§ **Problem**:
Write out every line of the material below without changes, leaving out the pictures.

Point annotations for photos
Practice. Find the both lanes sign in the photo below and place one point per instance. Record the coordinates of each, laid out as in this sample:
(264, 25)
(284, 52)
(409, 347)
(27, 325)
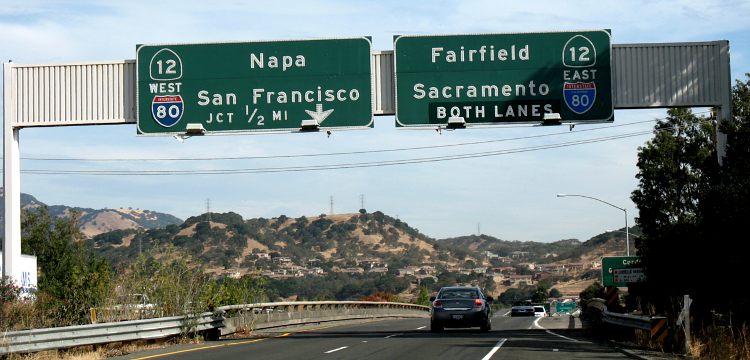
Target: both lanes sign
(497, 79)
(254, 86)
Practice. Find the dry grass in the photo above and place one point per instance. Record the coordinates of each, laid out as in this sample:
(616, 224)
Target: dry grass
(100, 352)
(722, 342)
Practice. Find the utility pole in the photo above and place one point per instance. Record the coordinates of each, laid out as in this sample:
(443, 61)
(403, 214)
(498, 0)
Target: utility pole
(208, 211)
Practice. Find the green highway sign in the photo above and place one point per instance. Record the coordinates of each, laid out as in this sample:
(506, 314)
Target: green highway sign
(500, 79)
(620, 270)
(254, 86)
(568, 307)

§ **Correct answer**:
Practice. Find the both lanes sign in the photo below and place one point per instance. Record the coordinates of each, laid out as in this sample:
(264, 25)
(284, 52)
(409, 347)
(27, 325)
Target: both lanes sign
(497, 79)
(254, 86)
Practice. Find the dry grass in the photo above and place one point per instance. Record the coordinates of each, laid out as in this sample:
(616, 224)
Target: dry grass
(100, 352)
(722, 342)
Practice. Find the utility pole in the photo above and place one point per instance. Record the coordinates of each, laid out as in this sample:
(443, 61)
(403, 214)
(498, 0)
Target: utility pole
(208, 211)
Practice. Find the green highway sign in the photo above and place one point per instance. Record the coordinates of each, laid out as in this sample:
(506, 314)
Target: green highway sign
(500, 79)
(620, 270)
(254, 86)
(568, 307)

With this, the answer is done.